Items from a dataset
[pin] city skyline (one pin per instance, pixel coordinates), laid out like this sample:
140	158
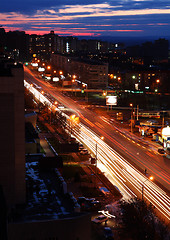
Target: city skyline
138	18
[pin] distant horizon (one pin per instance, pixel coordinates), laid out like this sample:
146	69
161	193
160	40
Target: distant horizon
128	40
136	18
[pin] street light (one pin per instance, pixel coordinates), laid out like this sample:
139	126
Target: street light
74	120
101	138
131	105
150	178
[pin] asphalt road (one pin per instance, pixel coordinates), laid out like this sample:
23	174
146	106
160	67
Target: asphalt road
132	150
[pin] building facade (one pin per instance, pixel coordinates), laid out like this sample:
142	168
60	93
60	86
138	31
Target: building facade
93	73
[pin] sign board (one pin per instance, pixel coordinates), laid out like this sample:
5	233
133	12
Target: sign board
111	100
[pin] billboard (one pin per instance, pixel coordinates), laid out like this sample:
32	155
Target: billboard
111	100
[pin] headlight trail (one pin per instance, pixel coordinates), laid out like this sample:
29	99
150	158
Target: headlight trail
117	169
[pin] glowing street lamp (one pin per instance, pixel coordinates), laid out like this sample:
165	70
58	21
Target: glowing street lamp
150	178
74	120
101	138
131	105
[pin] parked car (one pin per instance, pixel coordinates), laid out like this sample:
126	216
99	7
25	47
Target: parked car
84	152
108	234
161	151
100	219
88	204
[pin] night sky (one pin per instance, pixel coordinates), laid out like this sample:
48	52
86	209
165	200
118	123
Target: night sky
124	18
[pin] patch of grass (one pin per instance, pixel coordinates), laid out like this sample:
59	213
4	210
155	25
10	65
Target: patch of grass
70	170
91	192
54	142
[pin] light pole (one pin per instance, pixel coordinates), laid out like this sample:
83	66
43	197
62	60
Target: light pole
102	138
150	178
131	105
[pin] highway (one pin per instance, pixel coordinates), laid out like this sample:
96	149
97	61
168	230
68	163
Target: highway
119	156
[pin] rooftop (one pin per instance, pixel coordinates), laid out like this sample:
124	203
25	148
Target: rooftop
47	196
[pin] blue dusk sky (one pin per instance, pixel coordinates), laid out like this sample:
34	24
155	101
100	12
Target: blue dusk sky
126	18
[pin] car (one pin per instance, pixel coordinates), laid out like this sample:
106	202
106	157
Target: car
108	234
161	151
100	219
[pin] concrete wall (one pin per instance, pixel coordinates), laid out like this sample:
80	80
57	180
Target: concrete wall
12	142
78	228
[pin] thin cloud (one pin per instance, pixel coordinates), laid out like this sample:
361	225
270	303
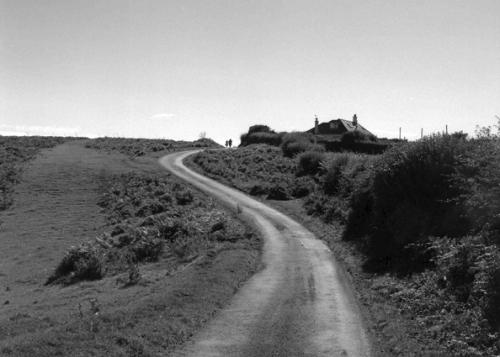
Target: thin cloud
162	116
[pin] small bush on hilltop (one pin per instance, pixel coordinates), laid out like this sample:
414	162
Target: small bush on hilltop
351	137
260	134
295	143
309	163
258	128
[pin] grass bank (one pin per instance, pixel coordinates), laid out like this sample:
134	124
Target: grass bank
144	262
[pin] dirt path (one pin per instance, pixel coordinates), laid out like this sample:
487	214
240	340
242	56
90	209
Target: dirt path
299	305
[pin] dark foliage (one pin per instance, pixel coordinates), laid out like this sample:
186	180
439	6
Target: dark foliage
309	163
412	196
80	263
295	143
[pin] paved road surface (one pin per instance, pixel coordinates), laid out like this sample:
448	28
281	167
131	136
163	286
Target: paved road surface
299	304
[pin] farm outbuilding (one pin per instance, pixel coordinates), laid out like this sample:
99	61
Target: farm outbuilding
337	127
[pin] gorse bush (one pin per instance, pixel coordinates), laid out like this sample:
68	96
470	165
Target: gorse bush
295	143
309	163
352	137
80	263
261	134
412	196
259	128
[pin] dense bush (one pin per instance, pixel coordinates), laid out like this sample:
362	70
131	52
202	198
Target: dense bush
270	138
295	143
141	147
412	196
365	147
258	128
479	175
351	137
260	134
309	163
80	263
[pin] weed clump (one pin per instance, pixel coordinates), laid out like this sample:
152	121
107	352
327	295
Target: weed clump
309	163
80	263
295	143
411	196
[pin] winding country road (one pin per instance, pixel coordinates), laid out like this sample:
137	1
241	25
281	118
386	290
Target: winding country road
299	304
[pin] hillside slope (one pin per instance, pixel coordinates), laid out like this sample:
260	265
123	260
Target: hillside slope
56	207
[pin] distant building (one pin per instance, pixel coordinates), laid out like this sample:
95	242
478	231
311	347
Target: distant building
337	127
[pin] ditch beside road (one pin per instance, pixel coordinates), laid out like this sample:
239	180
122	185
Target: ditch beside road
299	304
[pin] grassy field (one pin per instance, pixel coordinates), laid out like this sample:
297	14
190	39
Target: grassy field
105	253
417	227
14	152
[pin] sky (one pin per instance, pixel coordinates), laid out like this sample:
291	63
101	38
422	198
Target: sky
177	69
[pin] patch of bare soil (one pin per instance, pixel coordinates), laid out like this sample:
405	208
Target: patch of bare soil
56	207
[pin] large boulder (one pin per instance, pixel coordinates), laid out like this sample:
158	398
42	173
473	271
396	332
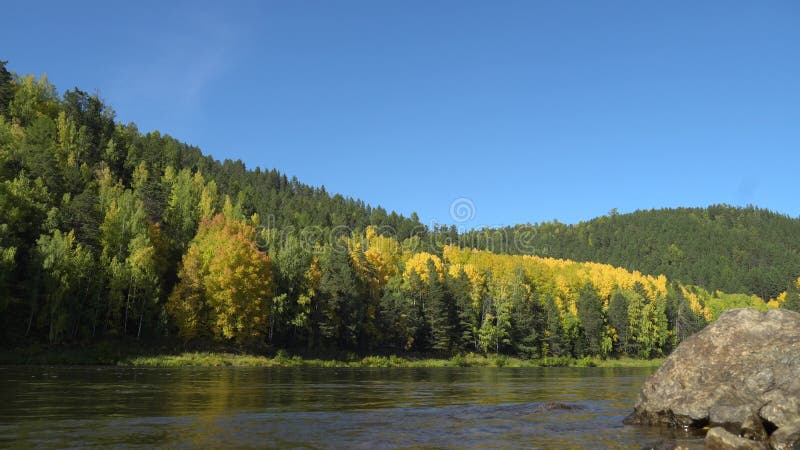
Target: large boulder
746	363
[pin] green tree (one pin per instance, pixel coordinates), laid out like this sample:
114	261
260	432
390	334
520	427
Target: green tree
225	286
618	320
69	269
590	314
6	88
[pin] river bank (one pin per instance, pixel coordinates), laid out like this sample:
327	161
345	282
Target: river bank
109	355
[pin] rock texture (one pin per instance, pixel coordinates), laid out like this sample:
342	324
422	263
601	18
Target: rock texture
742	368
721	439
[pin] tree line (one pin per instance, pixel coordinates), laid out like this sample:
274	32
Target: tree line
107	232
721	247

==

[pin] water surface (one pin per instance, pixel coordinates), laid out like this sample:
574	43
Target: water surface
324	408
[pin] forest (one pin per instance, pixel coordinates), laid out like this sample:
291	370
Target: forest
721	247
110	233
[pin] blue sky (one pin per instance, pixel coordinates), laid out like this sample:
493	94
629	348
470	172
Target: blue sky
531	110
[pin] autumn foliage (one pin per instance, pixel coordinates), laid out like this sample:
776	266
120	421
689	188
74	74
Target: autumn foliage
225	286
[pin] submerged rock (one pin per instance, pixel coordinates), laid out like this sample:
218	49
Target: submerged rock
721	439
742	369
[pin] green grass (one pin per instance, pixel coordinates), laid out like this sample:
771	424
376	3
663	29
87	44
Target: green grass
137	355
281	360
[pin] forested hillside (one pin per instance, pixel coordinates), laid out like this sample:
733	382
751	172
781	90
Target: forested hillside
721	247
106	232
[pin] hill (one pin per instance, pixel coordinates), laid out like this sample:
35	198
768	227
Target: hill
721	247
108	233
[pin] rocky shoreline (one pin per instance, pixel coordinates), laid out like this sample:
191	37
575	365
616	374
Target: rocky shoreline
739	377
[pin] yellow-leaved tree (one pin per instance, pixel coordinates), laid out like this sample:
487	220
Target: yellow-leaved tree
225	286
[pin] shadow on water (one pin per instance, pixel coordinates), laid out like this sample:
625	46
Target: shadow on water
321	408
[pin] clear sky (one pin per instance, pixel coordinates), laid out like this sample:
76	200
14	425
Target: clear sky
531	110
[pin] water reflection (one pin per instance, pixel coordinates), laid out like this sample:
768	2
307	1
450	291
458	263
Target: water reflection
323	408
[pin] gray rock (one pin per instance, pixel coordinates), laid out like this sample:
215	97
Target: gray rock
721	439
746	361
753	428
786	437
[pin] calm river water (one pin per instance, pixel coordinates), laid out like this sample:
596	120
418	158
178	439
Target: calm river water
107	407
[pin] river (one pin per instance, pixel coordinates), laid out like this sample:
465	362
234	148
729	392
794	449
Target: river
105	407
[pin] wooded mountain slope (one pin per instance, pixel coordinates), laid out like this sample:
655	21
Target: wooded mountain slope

Required work>
Each line above that contains "mountain" must be copied out.

Finished exercise>
[pin] wooded mountain slope (one pin per instance, pixel coordinates), laid out like this sample:
Target: wooded mountain slope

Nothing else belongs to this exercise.